Wiersze ze zbioru danych do wskazywania
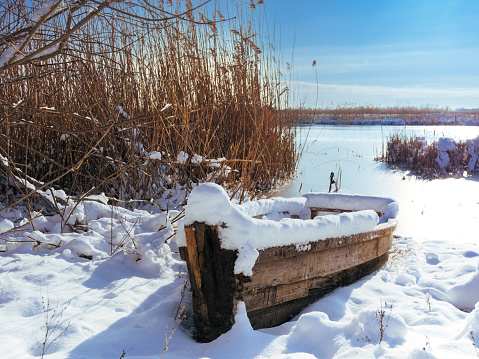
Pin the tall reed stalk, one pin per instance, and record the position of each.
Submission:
(140, 78)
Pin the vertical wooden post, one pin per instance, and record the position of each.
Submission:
(213, 283)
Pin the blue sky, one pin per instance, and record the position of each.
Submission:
(387, 53)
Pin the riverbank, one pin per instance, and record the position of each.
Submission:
(391, 119)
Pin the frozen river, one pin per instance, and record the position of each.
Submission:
(429, 209)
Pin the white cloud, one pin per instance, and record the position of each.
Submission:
(388, 95)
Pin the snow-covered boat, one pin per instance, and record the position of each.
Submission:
(277, 255)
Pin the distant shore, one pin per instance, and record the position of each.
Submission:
(426, 119)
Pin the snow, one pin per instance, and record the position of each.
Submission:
(209, 203)
(427, 291)
(182, 157)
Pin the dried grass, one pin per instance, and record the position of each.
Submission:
(123, 86)
(416, 154)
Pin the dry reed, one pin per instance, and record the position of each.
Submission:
(427, 160)
(157, 76)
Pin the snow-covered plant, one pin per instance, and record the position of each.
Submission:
(53, 325)
(471, 334)
(382, 318)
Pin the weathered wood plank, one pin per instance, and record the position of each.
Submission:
(214, 302)
(272, 295)
(315, 211)
(279, 253)
(193, 255)
(277, 314)
(307, 264)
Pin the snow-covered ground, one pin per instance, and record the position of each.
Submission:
(113, 283)
(98, 308)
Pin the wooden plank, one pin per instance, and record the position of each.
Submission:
(214, 303)
(279, 253)
(315, 211)
(277, 314)
(193, 260)
(273, 295)
(311, 264)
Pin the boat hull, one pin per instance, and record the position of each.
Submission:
(285, 279)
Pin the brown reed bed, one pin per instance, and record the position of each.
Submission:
(139, 78)
(353, 112)
(433, 160)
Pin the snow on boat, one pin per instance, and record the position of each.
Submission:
(277, 255)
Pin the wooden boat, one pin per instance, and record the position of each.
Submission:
(284, 278)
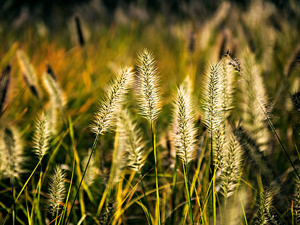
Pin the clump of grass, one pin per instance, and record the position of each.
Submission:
(56, 191)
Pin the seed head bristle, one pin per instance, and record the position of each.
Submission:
(184, 131)
(254, 95)
(56, 191)
(230, 165)
(133, 141)
(104, 117)
(148, 90)
(41, 136)
(211, 97)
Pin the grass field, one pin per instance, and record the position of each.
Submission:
(146, 120)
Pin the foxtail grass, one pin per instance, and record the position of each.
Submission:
(131, 137)
(212, 116)
(104, 118)
(184, 134)
(41, 136)
(150, 104)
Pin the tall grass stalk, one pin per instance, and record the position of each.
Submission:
(149, 101)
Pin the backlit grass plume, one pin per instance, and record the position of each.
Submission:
(56, 191)
(29, 73)
(150, 105)
(12, 152)
(133, 141)
(184, 131)
(148, 90)
(104, 117)
(41, 136)
(4, 83)
(211, 97)
(254, 95)
(230, 165)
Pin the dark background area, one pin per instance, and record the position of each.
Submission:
(55, 12)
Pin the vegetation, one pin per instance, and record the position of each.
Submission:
(152, 121)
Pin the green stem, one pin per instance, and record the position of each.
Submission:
(146, 200)
(93, 149)
(156, 172)
(14, 196)
(174, 194)
(16, 199)
(56, 216)
(185, 171)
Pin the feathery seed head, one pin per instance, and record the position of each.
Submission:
(230, 164)
(104, 117)
(211, 97)
(133, 141)
(184, 131)
(41, 136)
(148, 90)
(56, 191)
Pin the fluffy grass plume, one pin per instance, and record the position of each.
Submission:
(104, 117)
(211, 97)
(230, 165)
(11, 152)
(253, 93)
(41, 135)
(56, 190)
(29, 73)
(4, 83)
(148, 90)
(184, 131)
(132, 140)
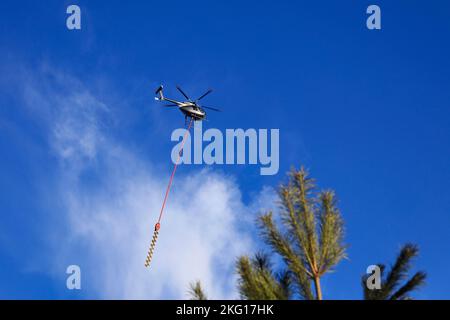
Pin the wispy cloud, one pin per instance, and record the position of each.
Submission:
(111, 198)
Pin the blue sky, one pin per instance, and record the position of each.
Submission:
(366, 111)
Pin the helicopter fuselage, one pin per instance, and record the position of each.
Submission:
(192, 111)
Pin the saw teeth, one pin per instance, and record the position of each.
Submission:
(152, 248)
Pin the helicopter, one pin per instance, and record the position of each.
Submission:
(190, 108)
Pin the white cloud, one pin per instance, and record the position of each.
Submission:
(110, 218)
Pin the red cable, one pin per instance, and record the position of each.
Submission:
(157, 225)
(173, 174)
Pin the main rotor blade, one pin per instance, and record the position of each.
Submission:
(211, 108)
(184, 94)
(205, 94)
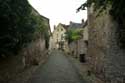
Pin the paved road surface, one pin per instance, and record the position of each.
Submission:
(58, 69)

- _Zadanie_:
Przedstaw fragment od wiersza zawierającego „Pin the fluffy” aż do końca danych jako listę JSON napisów, po jednym napisie na każdy wiersz, z pominięciem pustych wierszy. W odpowiedzi nie uwzględniaj obrazów.

- _Rozwiązanie_:
[
  "Pin the fluffy grass plume, one pin per instance, and record the position of each.",
  "Submission:",
  "(104, 117)",
  "(211, 97)",
  "(230, 165)",
  "(11, 152)",
  "(253, 93)",
  "(41, 135)",
  "(56, 190)",
  "(29, 73)",
  "(4, 83)",
  "(148, 90)",
  "(184, 131)",
  "(132, 140)",
  "Pin the wispy cloud, one pin per instance, and record the position of each.",
  "Submission:",
  "(111, 198)",
  "Pin the blue sky, one pin per instance, and record the position of each.",
  "Submission:",
  "(366, 111)",
  "Pin the helicopter fuselage, one pin per instance, and record the position of each.",
  "Submission:",
  "(192, 111)",
  "Pin the saw teeth, one pin per instance, and record the position of each.",
  "Submission:",
  "(152, 248)",
  "Pin the helicopter, one pin per instance, and record the position of each.",
  "Submission:",
  "(190, 108)",
  "Pin the white cloud, one pin per instance, and record the position of each.",
  "Submission:",
  "(110, 218)",
  "Pin the red cable, one pin per instance, and record the position of each.",
  "Submission:",
  "(157, 225)",
  "(173, 174)",
  "Pin the main rotor blade, one pin per instance, and record the position of each.",
  "Submission:",
  "(211, 108)",
  "(184, 94)",
  "(205, 94)",
  "Pin the paved road surface, one pin per instance, and record the position of each.",
  "Submission:",
  "(58, 69)"
]